■ **RECORDS SUPPLIED**
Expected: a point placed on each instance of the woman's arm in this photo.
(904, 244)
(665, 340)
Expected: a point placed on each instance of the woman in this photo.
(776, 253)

■ **TASK DIRECTIONS**
Transcribe the records above exactly as they appear.

■ **RESPONSE BOX**
Expected: a point placed on each instance of the woman's arm in this photo.
(904, 244)
(665, 340)
Expected: a point placed on each instance of the woman in this photo.
(776, 253)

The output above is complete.